Source passage —
---------------
Celebrity Baker Buddy Valastro Shares Recipe for Success with Whitman Students

Buddy Valastro talking to a student in Flaum Grand Hall

Celebrity Baker. Television Personality. Restaurateur. Author. Entrepreneur. Buddy Valastro (“The Cake Boss”) has taken his family business, Carlos’ Bake Shop, to heights that few would dream of achieving. But, Valastro did!


On March 19, Valastro visited the Whitman School to interact with students, including lunch with Whitman Leadership Scholars, and one-on-one conversations with students pursuing food-related startups.


One highlight of the day was a cupcake decorating contest coordinated by Dawn McWilliams, Whitman’s director of marketing and communications, and Cheryl Fabrizi, the University’s associate vice president of auxiliary services. Students and faculty tried their hand with frosting and sprinkles, and, later, Valastro and his wife, Lisa, and son, Marco, judged the entries and chose winners.


Valastro then joined Interim Dean Alex McKelvie for a conversation as part of the IMPRESS Speaker Series, which showcases business leaders’ perspectives on success. Students packed the Lender Auditorium to hear Valastro’s story, as well as his advice for emerging entrepreneurs.
---------------
Short problem — According to the article on Buddy Valastro's visit to the Whitman School, who coordinated the cupcake decorating contest?

[Excerpts of location labeling data]
---------------
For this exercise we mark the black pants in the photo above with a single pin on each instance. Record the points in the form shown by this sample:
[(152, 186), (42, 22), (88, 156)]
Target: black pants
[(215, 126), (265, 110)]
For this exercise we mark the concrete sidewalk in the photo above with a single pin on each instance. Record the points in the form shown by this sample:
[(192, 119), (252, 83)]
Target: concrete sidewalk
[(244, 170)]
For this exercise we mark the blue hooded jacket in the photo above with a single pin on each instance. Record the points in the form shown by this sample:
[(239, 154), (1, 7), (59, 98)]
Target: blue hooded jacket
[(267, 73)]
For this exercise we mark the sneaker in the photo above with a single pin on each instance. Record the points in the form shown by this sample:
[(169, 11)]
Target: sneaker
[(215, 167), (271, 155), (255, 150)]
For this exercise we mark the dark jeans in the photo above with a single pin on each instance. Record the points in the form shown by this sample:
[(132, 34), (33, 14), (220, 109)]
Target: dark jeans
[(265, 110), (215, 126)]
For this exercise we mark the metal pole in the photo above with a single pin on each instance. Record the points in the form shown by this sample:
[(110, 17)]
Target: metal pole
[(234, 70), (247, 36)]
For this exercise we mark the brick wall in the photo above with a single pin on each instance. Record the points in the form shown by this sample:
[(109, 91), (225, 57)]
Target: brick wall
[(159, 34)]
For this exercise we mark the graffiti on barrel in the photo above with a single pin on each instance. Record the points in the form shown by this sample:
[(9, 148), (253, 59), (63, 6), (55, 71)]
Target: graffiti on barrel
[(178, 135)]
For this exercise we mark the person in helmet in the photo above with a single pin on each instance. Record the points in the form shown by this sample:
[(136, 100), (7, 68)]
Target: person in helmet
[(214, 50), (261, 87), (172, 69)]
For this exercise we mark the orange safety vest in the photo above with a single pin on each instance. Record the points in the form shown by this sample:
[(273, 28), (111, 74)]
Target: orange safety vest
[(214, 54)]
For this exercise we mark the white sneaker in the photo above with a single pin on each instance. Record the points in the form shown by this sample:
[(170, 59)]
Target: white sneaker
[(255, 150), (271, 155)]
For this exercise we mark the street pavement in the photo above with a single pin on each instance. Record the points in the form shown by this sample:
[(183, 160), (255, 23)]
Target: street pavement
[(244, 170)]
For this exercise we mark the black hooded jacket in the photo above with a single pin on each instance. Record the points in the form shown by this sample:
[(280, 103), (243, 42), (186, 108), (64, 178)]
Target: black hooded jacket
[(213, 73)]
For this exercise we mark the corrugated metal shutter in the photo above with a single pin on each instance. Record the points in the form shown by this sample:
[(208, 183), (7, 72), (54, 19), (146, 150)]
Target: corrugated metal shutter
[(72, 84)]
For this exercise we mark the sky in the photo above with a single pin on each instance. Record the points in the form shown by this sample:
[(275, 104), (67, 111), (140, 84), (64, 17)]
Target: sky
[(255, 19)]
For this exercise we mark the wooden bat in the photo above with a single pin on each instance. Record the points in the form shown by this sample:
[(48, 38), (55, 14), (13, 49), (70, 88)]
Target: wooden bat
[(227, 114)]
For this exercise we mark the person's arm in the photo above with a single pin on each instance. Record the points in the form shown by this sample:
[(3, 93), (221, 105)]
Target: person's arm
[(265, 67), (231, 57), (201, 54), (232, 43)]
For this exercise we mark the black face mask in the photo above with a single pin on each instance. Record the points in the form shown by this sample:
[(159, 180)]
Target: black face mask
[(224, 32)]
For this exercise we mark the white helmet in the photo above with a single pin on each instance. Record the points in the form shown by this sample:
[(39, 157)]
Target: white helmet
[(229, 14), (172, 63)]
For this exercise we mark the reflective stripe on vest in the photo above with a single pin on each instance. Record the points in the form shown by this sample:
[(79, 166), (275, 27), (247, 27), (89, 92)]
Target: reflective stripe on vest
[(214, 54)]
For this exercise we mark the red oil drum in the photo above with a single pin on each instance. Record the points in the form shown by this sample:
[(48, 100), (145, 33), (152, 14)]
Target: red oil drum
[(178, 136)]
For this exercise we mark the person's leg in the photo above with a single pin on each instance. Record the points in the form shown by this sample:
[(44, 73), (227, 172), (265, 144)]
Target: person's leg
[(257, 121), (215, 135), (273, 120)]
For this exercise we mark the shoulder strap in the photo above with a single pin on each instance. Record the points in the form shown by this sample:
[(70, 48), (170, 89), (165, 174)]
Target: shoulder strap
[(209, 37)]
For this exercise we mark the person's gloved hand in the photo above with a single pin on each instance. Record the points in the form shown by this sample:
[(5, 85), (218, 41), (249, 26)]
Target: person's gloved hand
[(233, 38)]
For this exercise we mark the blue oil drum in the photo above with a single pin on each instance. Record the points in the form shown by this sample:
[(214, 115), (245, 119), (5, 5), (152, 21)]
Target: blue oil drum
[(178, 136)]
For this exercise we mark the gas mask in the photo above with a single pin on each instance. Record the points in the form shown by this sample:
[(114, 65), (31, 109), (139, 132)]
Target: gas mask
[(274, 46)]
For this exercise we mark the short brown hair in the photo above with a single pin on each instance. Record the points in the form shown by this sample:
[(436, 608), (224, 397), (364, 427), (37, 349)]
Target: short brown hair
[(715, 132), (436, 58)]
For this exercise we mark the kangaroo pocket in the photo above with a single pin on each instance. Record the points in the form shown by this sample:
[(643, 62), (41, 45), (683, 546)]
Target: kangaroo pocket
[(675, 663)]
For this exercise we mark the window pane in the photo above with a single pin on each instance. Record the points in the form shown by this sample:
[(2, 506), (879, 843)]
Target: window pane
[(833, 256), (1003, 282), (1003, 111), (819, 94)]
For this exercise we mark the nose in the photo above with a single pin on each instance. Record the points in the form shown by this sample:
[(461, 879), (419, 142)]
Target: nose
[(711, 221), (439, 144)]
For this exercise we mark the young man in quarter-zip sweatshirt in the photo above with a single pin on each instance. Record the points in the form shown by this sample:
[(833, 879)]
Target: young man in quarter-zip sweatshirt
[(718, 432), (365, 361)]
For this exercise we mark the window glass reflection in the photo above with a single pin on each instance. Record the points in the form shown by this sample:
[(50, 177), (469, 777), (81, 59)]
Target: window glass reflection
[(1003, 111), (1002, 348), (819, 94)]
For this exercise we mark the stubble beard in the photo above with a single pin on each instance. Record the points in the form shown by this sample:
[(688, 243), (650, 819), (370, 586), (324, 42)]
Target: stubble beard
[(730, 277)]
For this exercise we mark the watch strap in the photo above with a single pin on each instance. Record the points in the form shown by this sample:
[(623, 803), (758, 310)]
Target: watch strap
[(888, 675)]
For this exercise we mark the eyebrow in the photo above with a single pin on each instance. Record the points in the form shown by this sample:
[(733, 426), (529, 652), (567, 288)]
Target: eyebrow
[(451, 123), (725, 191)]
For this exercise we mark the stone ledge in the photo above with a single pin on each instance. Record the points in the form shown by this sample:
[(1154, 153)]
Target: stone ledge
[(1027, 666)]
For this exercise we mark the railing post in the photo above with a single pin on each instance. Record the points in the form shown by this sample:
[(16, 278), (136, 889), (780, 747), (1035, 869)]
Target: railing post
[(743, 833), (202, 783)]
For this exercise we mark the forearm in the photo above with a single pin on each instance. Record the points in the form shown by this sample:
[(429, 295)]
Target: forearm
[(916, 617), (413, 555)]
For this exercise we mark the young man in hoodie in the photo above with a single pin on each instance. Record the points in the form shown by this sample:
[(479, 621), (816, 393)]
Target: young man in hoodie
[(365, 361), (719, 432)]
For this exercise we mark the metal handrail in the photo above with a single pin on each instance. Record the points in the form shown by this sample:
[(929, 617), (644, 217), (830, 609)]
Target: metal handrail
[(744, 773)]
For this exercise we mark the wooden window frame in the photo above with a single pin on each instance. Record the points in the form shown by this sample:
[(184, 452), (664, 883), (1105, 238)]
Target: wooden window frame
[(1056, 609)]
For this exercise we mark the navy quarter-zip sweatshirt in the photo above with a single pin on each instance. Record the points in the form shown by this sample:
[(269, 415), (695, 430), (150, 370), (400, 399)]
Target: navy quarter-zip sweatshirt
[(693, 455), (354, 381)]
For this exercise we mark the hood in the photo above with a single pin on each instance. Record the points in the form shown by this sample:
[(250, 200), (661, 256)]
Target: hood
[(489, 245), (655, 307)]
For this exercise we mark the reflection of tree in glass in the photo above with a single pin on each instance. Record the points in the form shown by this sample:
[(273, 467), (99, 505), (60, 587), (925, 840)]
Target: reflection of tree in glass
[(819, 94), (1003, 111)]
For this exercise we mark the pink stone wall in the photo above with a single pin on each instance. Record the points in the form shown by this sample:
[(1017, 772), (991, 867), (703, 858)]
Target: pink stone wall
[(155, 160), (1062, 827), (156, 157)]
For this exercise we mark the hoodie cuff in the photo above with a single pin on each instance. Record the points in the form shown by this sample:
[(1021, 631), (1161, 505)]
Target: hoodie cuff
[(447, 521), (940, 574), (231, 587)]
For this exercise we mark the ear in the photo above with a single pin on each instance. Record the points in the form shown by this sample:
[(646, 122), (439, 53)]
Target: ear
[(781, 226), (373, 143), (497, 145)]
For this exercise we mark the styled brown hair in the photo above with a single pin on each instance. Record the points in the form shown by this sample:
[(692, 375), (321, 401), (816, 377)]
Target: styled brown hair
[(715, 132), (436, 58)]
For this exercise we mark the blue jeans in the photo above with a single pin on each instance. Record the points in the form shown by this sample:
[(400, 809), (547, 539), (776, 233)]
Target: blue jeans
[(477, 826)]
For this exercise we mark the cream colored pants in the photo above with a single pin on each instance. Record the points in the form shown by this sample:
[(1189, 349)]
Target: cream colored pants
---------------
Output — Dawn McWilliams, Whitman's director of marketing and communications, and Cheryl Fabrizi, the University's associate vice president of auxiliary services.